▶ **Exercise inputs**
....

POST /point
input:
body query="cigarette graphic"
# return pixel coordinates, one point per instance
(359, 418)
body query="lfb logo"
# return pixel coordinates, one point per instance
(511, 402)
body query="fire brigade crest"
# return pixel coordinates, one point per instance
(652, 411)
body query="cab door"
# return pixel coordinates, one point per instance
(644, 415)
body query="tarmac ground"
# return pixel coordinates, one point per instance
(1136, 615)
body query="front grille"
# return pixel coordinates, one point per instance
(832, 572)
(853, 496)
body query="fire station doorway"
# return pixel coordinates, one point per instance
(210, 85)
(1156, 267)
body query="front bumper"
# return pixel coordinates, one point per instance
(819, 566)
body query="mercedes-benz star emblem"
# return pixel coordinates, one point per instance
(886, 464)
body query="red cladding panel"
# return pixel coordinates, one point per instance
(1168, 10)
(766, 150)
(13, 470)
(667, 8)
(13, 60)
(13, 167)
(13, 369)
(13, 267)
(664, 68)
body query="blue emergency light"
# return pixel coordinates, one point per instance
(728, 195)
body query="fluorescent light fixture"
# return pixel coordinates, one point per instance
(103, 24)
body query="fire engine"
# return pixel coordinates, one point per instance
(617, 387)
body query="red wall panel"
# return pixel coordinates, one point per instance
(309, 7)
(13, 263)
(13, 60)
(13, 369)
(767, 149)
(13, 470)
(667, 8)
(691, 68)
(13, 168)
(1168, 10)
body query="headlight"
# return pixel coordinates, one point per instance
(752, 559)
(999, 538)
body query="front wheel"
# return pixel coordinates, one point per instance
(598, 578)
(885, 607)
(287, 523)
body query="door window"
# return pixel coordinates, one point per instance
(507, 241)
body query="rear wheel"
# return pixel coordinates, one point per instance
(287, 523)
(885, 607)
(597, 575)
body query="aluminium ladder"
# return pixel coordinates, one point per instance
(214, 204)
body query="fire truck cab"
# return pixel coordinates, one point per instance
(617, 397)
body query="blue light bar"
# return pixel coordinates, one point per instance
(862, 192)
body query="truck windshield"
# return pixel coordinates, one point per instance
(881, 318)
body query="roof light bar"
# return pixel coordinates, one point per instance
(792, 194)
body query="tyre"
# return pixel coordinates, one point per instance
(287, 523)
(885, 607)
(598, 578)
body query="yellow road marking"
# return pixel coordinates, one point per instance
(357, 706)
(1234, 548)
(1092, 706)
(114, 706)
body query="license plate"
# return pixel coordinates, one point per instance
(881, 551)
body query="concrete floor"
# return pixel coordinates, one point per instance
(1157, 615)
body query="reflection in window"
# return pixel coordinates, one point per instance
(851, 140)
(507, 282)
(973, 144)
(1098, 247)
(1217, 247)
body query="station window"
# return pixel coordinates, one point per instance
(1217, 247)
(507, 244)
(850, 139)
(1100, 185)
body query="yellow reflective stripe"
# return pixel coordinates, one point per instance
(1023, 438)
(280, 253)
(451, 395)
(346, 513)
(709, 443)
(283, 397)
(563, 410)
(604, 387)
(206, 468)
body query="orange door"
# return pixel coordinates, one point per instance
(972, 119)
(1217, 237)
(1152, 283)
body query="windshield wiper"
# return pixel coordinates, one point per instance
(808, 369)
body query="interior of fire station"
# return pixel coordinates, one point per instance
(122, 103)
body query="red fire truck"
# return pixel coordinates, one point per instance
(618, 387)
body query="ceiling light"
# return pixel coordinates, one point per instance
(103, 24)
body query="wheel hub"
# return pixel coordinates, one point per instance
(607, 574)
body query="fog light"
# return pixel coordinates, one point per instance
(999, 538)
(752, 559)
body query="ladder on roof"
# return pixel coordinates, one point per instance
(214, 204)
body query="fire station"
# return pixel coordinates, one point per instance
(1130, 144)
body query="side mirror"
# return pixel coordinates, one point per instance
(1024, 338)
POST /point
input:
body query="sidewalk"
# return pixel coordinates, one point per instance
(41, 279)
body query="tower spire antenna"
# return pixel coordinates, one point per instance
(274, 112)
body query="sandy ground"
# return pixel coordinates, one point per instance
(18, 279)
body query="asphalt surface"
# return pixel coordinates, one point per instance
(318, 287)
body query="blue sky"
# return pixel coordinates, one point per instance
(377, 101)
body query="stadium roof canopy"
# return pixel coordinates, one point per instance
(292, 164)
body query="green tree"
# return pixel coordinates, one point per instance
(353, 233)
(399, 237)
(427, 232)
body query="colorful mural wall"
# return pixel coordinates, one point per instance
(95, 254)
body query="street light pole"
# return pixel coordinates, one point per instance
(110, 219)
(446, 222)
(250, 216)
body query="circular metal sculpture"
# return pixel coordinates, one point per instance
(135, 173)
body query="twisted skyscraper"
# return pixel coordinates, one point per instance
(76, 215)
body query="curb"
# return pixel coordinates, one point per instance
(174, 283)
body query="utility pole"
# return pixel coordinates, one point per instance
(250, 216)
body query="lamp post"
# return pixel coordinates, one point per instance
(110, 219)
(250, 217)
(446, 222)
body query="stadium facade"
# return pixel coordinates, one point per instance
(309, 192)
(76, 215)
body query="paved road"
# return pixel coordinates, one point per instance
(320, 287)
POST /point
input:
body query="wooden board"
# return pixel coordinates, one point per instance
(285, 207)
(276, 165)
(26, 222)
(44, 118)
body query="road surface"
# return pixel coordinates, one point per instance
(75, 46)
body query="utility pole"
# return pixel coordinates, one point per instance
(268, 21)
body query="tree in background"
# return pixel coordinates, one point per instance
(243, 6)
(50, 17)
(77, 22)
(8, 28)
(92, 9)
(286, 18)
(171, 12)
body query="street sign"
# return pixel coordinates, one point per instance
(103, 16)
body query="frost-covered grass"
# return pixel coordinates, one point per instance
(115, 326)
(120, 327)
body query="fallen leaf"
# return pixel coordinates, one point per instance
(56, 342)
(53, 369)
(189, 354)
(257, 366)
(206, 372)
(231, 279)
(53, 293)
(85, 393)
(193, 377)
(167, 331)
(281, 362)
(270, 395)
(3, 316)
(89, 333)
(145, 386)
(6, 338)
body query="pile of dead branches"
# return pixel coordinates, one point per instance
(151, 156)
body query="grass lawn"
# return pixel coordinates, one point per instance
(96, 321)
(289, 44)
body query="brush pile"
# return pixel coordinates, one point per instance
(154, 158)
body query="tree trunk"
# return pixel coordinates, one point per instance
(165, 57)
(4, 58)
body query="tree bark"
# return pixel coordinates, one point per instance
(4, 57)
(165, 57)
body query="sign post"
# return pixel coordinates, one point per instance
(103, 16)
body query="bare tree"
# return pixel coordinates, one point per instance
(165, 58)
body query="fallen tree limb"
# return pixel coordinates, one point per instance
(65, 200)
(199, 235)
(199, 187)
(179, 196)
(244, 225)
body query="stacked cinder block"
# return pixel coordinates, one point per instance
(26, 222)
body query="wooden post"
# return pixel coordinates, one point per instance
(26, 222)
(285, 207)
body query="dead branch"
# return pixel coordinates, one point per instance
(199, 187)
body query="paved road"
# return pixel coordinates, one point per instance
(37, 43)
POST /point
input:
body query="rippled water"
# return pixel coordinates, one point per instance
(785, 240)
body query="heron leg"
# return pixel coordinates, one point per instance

....

▶ **Task goal**
A word-for-word transcription of the listing above is what the answer should contain.

▶ **Result for this exercise**
POST /point
input:
body query="cigarette graphic"
# return pixel coordinates, one point per instance
(359, 418)
body query="lfb logo"
# return pixel coordinates, one point per instance
(511, 402)
body query="fire brigade crest"
# return pixel coordinates, one point per instance
(652, 411)
body query="cab door"
# return pixel coordinates, one point per instance
(644, 415)
body query="tarmac ground"
# return pixel coordinates, one point per instance
(1136, 615)
body query="front grille"
# return pixel coordinates, one point per instance
(832, 572)
(853, 496)
body query="fire station doorway"
# return pixel coordinates, one point per instance
(210, 85)
(1156, 267)
body query="front bumper"
# return pixel coordinates, one point per instance
(819, 566)
body query="mercedes-benz star emblem"
# return pixel coordinates, one point per instance
(886, 464)
body query="red cladding panel"
# return pixel coordinates, one point per instance
(1168, 10)
(766, 150)
(13, 470)
(667, 8)
(13, 60)
(13, 167)
(13, 369)
(13, 267)
(664, 68)
body query="blue emergency light"
# return pixel coordinates, one point per instance
(728, 195)
body query="fluorescent light fixture"
# return pixel coordinates, one point per instance
(103, 24)
body query="fire engine"
# return pixel coordinates, one point per instance
(617, 387)
body query="red wall panel"
# return pixel coordinates, one point per instance
(309, 7)
(13, 263)
(13, 60)
(13, 369)
(767, 149)
(13, 470)
(667, 8)
(691, 68)
(13, 168)
(1168, 10)
body query="headlight"
# return pixel coordinates, one point per instance
(752, 559)
(999, 538)
body query="front wheel"
# return pixel coordinates, one point per instance
(598, 578)
(885, 607)
(287, 523)
body query="door window"
# return pixel coordinates, one point per instance
(507, 241)
body query="rear wheel"
# return pixel coordinates, one point per instance
(287, 523)
(885, 607)
(597, 575)
body query="aluminium ladder"
# return pixel coordinates, one point per instance
(214, 204)
body query="fire truck cab"
# return pixel coordinates, one point per instance
(617, 397)
body query="blue light bar"
# return pixel coordinates, one point per instance
(862, 192)
body query="truck windshield"
# return pixel coordinates, one point per instance
(881, 318)
body query="roof light bar"
# return pixel coordinates, one point per instance
(792, 194)
body query="tyre"
# return pixel coordinates, one point per instance
(287, 523)
(885, 607)
(598, 578)
body query="yellow road marking"
# return pixel coordinates, one point per instance
(357, 706)
(1234, 548)
(1092, 706)
(114, 706)
body query="license plate"
# return pixel coordinates, one point per instance
(881, 551)
body query="concrete floor"
# return pixel coordinates, one point per instance
(1157, 615)
body query="reflection in window"
# return pixel coordinates, one point per instance
(851, 140)
(507, 282)
(973, 144)
(1098, 247)
(1217, 247)
body query="station window"
# return pixel coordinates, one point per instance
(1217, 247)
(507, 244)
(850, 139)
(1100, 185)
body query="yellow reflective stripe"
# return pixel coordinates, one point per instance
(1023, 438)
(280, 253)
(451, 395)
(346, 513)
(709, 443)
(283, 397)
(563, 410)
(604, 387)
(206, 468)
body query="orange door"
# return pixel coordinates, one point per instance
(972, 119)
(1217, 237)
(1152, 283)
body query="windshield wiper"
# return pixel coordinates, one point per instance
(808, 369)
body query="interior of fire station"
# return pixel coordinates, one point per instance
(122, 103)
body query="red fire truck"
# return pixel coordinates, one point per instance
(618, 387)
body query="ceiling light"
# return pixel coordinates, one point per instance
(103, 24)
body query="wheel hub"
# return pixel coordinates, one point per instance
(607, 574)
body query="fog light"
# return pixel coordinates, one point per instance
(999, 538)
(752, 559)
body query="ladder on roof"
# return pixel coordinates, one point per instance
(214, 204)
body query="fire station"
# return pixel coordinates, one point per instance
(1130, 144)
body query="side mirror"
# return pixel coordinates, one point per instance
(1024, 338)
POST /point
input:
body query="sidewalk"
# return pixel coordinates, one point per instance
(41, 279)
body query="tower spire antenna"
# return pixel coordinates, one point per instance
(274, 112)
body query="sandy ground"
# return pixel coordinates, one point per instance
(18, 279)
body query="asphalt surface"
# return pixel coordinates, one point per instance
(318, 287)
body query="blue sky"
# return pixel coordinates, one point per instance
(377, 101)
body query="stadium roof canopy"
# return pixel coordinates, one point per instance
(292, 164)
body query="green tree"
# return pixel coordinates, one point per instance
(353, 233)
(399, 237)
(427, 232)
body query="colorful mural wall"
# return pixel coordinates, one point per instance
(95, 254)
body query="street light pole"
# return pixel coordinates, one point per instance
(110, 219)
(446, 222)
(250, 216)
body query="circular metal sculpture"
# return pixel coordinates, one point per instance
(135, 173)
body query="twisted skyscraper"
# return pixel coordinates, one point per instance
(76, 215)
body query="curb"
# return pixel coordinates, one point per instance
(174, 283)
body query="utility pole"
# return pixel coordinates, one point per instance
(250, 216)
body query="lamp post"
# return pixel coordinates, one point per instance
(110, 219)
(250, 217)
(446, 222)
body query="stadium facade"
# return pixel coordinates, one point per instance
(309, 192)
(76, 215)
body query="paved road"
# return pixel coordinates, one point per instance
(320, 287)
POST /point
input:
body query="wooden board"
# return pixel coordinates, one point per instance
(285, 207)
(276, 165)
(26, 222)
(44, 118)
body query="road surface"
# return pixel coordinates, one point per instance
(75, 46)
body query="utility pole"
# return pixel coordinates, one point per instance
(268, 21)
body query="tree in background"
# return pixel coordinates, one point per instance
(243, 6)
(50, 17)
(77, 22)
(8, 28)
(92, 9)
(286, 18)
(171, 12)
body query="street sign"
# return pixel coordinates, one point per instance
(103, 16)
body query="frost-covered grass"
# return pixel coordinates, one point per instance
(115, 326)
(120, 327)
body query="fallen leaf"
# return pixel coordinates, one point per instance
(56, 342)
(53, 369)
(189, 354)
(257, 366)
(206, 372)
(231, 279)
(53, 293)
(85, 393)
(193, 377)
(167, 331)
(281, 362)
(270, 395)
(3, 316)
(89, 333)
(145, 386)
(6, 338)
body query="pile of dead branches"
# return pixel coordinates, one point per instance
(151, 156)
body query="grass lawn"
# return pixel coordinates, one point per instance
(96, 321)
(289, 44)
body query="brush pile"
# return pixel coordinates, one point per instance
(154, 158)
body query="tree trunk"
# return pixel coordinates, one point per instance
(165, 57)
(4, 58)
body query="tree bark"
# return pixel coordinates, one point per instance
(4, 57)
(165, 57)
body query="sign post"
# return pixel coordinates, one point per instance
(103, 16)
body query="bare tree"
# return pixel coordinates, one point per instance
(165, 58)
body query="fallen tree limb"
# return pixel coordinates, one point per instance
(65, 200)
(199, 235)
(199, 187)
(179, 196)
(244, 225)
body query="stacked cinder block"
# return pixel coordinates, one point per instance
(26, 222)
body query="wooden post"
# return pixel coordinates, one point per instance
(26, 222)
(285, 207)
body query="dead branch"
# return pixel coordinates, one point per instance
(199, 187)
body query="paved road"
# return pixel coordinates, one point per instance
(37, 43)
POST /point
input:
body query="rippled water"
# return pixel coordinates, one point per instance
(785, 240)
body query="heron leg"
# return pixel coordinates, one point per instance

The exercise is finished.